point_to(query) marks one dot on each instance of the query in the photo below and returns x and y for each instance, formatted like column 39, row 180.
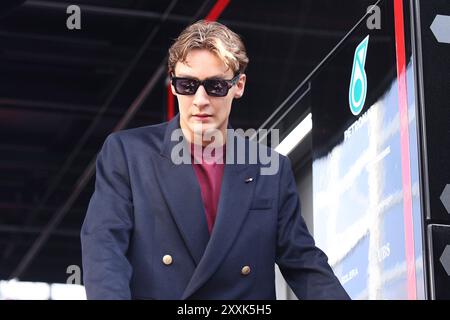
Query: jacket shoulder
column 139, row 138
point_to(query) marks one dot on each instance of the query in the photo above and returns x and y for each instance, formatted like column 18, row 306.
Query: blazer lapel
column 183, row 197
column 234, row 203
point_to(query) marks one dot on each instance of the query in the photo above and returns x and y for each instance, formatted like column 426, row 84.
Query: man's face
column 200, row 112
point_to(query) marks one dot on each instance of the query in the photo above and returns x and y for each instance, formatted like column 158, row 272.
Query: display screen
column 366, row 194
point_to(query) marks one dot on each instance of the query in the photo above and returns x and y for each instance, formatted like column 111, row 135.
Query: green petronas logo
column 358, row 83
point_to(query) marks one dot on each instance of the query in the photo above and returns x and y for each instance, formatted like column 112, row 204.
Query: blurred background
column 63, row 91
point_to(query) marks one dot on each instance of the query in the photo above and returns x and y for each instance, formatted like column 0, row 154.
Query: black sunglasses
column 213, row 87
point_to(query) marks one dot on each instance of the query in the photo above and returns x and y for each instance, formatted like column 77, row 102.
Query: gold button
column 245, row 270
column 167, row 259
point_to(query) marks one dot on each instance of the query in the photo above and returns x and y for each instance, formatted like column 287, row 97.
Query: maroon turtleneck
column 209, row 172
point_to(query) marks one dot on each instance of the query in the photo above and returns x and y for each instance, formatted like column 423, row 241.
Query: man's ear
column 240, row 86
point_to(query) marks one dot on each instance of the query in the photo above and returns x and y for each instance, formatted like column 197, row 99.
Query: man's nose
column 201, row 98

┄┄┄┄┄┄┄┄┄┄

Given exercise: Reproduce word for word the lines that start with the one containing "423, row 241." and go on through the end of the items.

Reply:
point_to(query) marks one dot on each instance of the query in the photo above and returns x and y for each instance, formatted like column 423, row 241.
Query: man's ear
column 240, row 86
point_to(query) marks one dot on each instance of the query in the photo above and returns x and y for each instance, formatted like column 197, row 99.
Query: man's nose
column 201, row 98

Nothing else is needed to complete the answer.